__Stated exercise__. Convert the entries below into a Markdown table with the columns "Row" and "Line," giving each nonblank line its own numbered row and leaving out the pictures.
* * * *
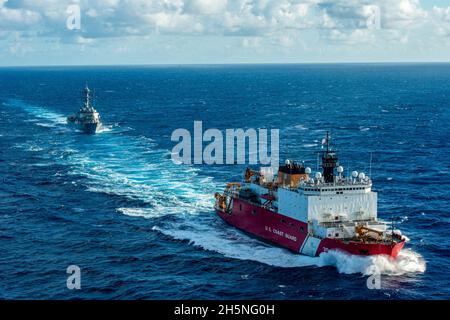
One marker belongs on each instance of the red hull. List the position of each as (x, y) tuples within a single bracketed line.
[(293, 234)]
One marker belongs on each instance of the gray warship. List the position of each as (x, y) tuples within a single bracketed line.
[(87, 119)]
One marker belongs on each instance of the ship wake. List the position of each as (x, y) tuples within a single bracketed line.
[(136, 169)]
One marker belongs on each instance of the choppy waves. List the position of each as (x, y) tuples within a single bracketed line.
[(135, 168)]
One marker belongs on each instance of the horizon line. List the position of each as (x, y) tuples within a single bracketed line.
[(222, 64)]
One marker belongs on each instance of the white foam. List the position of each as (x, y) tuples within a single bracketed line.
[(233, 244), (407, 261)]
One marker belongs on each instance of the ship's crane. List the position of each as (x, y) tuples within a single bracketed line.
[(249, 173)]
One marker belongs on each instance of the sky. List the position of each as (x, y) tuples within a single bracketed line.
[(109, 32)]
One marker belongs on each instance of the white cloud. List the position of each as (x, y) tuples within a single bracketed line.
[(282, 21), (442, 20)]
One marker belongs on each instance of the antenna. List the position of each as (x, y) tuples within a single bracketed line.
[(328, 141), (317, 161)]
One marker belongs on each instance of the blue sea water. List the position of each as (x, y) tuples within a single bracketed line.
[(141, 227)]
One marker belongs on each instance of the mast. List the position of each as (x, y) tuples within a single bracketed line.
[(329, 162), (87, 98)]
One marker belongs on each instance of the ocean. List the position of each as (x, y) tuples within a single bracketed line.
[(142, 227)]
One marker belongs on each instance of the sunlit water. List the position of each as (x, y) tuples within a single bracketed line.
[(140, 226)]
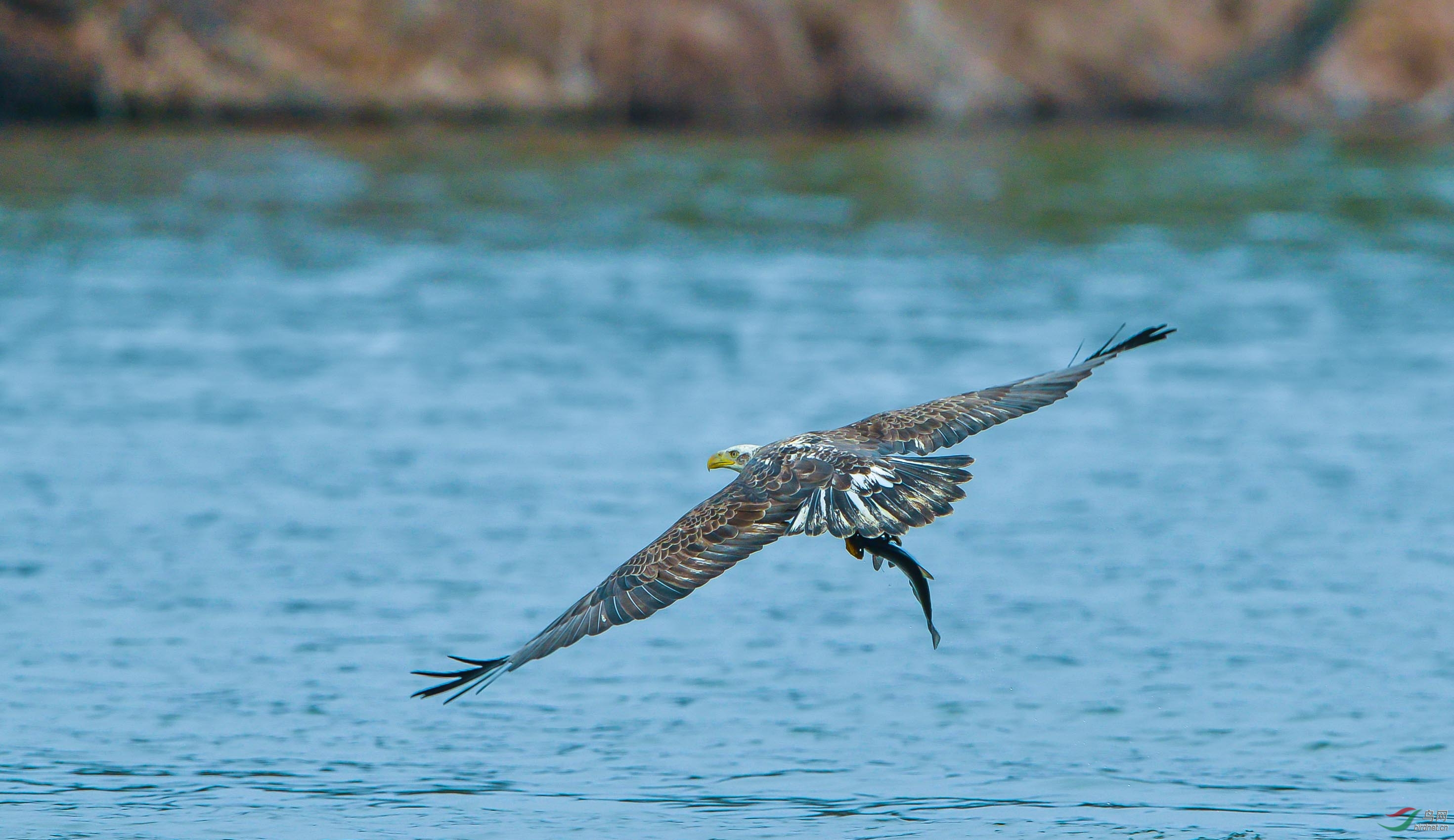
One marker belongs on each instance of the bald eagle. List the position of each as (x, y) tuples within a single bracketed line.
[(867, 483)]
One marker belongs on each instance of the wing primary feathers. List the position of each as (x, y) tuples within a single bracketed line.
[(855, 483), (1138, 341), (482, 675)]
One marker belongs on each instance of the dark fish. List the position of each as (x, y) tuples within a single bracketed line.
[(887, 548)]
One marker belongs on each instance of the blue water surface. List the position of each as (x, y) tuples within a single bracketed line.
[(288, 415)]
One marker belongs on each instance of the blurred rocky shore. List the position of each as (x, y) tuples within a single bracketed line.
[(735, 63)]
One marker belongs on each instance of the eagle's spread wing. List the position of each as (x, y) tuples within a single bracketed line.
[(861, 492), (857, 480), (711, 538), (923, 429)]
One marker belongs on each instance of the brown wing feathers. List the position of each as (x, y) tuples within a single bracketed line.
[(923, 429), (855, 480)]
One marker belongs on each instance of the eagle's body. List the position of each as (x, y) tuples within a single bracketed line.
[(866, 483)]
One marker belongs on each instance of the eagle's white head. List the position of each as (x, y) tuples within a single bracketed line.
[(733, 457)]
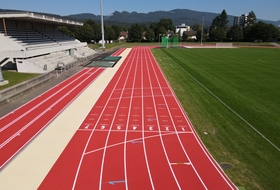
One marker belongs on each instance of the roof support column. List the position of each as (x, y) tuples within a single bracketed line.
[(4, 24)]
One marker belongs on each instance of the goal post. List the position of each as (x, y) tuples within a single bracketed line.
[(224, 45), (171, 41)]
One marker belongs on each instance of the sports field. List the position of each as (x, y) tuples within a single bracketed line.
* * * *
__Result__.
| Row | Line |
|---|---|
| 1 | One marker belongs on each instance of the red hull. List the position of each as (x, y) tuples within a single bracketed line. |
| 2 | [(293, 234)] |
| 3 | One marker belongs on each instance of the gray warship. List the position of each as (x, y) tuples within a single bracketed line. |
| 4 | [(87, 119)] |
| 5 | One marker belongs on each instance of the ship wake. List the position of each as (x, y) tuples within a single bracketed line. |
| 6 | [(136, 169)] |
| 7 | One marker belongs on each instance of the choppy waves. List the position of each as (x, y) tuples within a single bracketed line. |
| 8 | [(135, 168)] |
| 9 | One marker belongs on each instance of the horizon line. List the position of each as (x, y) tuples within a single bracketed line. |
| 10 | [(222, 64)] |
| 11 | One marker belongs on each instance of the white foam. List the position of each as (x, y) tuples within a single bracketed line. |
| 12 | [(233, 244), (407, 261)] |
| 13 | One marker belongs on each instance of the ship's crane. List the position of each as (x, y) tuples within a single bracketed line. |
| 14 | [(249, 173)] |
| 15 | One marker belongs on each instance of the sky. List the position of each as (x, y) tuples within a single bracketed line. |
| 16 | [(109, 32)] |
| 17 | One marker belongs on each instance of the white cloud. List the position of each as (x, y) tuples within a single bracketed line. |
| 18 | [(282, 21), (442, 20)] |
| 19 | One marker belongs on each instance of the antenna. List the position of each as (x, y) tuples within a single bracketed line. |
| 20 | [(328, 141), (317, 161)] |
| 21 | One marker belongs on each instance of the blue sea water. List the position of each as (x, y) tuples within a single bracketed line. |
| 22 | [(141, 227)] |
| 23 | One marker belongs on each instance of the mast. List the position of each as (x, y) tuples within a single bracketed line. |
| 24 | [(329, 162), (87, 98)] |
| 25 | One marker belongs on each instance of the ocean. List the position of each as (x, y) tuples within a single bracketed line. |
| 26 | [(142, 227)] |
| 27 | One marker belongs on each instance of the sunlit water. List the position of each as (x, y) tuples within a single bracketed line. |
| 28 | [(140, 226)] |
| 29 | One marker belongs on each instance of the bald eagle. List the position of each as (x, y) tuples within a single bracketed line. |
| 30 | [(867, 483)] |
| 31 | One marker belongs on each instance of the wing primary feathers. List the position of each as (x, y) tuples within a single bracketed line. |
| 32 | [(855, 483), (1138, 341), (482, 675)] |
| 33 | One marker belongs on each instance of the dark fish. List the position of each as (x, y) tuples within a single bracketed line. |
| 34 | [(887, 548)] |
| 35 | One marker belongs on each instance of the blue water surface. List the position of each as (x, y) tuples within a single bracketed line. |
| 36 | [(288, 415)] |
| 37 | One marker belongs on each instance of the blurred rocky shore. List the position of each as (x, y) tuples within a single bracketed line. |
| 38 | [(735, 63)] |
| 39 | One marker belongs on each instance of the eagle's spread wing. List the position of each as (x, y) tuples within a single bracketed line. |
| 40 | [(861, 492), (857, 480), (711, 538), (923, 429)] |
| 41 | One marker belongs on each instance of the brown wing feathers. List the position of each as (x, y) tuples within a single bracketed line. |
| 42 | [(923, 429), (855, 480)] |
| 43 | One marker belongs on each instance of the eagle's body. List the position of each as (x, y) tuples within a single bracketed line. |
| 44 | [(866, 483)] |
| 45 | One marker belongs on each instance of the eagle's white head. List the position of each as (x, y) tuples within a single bracketed line. |
| 46 | [(733, 457)] |
| 47 | One marker belongs on each instance of the roof support column. List the position of each as (x, y) tuples within a single bracketed line. |
| 48 | [(4, 24)] |
| 49 | One marker belongs on each instance of the goal post. List the position of each as (x, y) tuples within a single bracketed line. |
| 50 | [(224, 45), (171, 41)] |
| 51 | One marker belongs on each instance of the sports field. List the position of each as (x, y) tuples within a single bracketed line. |